[STATED EXERCISE] Update all the rows below by changing "Drop a point" to "Place a marker" and keeping everything else the same. Leave the pictures out of your answer.

[PROVIDED DATA]
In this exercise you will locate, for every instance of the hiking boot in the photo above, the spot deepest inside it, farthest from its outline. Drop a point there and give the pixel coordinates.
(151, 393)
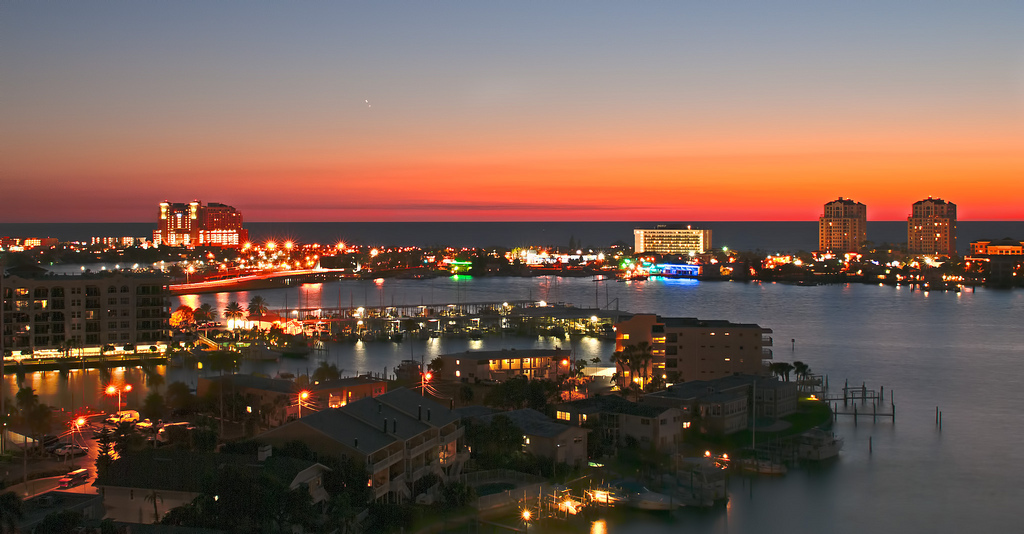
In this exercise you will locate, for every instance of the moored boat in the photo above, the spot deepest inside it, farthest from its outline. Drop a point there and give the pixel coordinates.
(641, 498)
(818, 445)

[FULL SOLUTION]
In this exercise you will locate, for every instance of the hiking boot in the photo above, the spot deepest inside it, farthest from its outline. Place a marker there and give the pixel coordinates.
(151, 393)
In this exercise you will locate, for every instance of the moored boat in the photo above, the spot deepest inside it, farthest from its outline. Place a marker there and give the pixel coordinates.
(641, 498)
(818, 445)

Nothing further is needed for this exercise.